____ DATA SUPPLIED
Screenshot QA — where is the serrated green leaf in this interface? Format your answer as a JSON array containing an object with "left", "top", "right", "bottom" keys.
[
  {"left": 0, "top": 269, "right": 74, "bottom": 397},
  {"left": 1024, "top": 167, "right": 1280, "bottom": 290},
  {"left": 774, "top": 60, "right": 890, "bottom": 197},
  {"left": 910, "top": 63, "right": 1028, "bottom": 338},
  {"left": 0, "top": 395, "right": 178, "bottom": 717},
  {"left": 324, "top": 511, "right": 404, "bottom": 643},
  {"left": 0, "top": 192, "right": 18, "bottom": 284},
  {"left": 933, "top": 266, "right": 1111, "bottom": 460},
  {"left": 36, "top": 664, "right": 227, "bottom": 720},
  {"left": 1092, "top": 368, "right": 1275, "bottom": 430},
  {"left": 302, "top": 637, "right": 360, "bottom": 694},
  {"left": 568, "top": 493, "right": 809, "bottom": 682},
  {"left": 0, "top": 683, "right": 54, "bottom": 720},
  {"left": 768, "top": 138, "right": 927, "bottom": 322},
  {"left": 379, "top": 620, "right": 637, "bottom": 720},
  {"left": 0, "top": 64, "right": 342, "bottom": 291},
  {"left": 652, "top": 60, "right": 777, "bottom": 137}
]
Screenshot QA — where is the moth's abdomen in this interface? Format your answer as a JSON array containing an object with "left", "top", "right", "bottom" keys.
________
Tally the lines of the material above that contain the word "this". Reply with the number alone.

### [RESULT OF THE EXERCISE]
2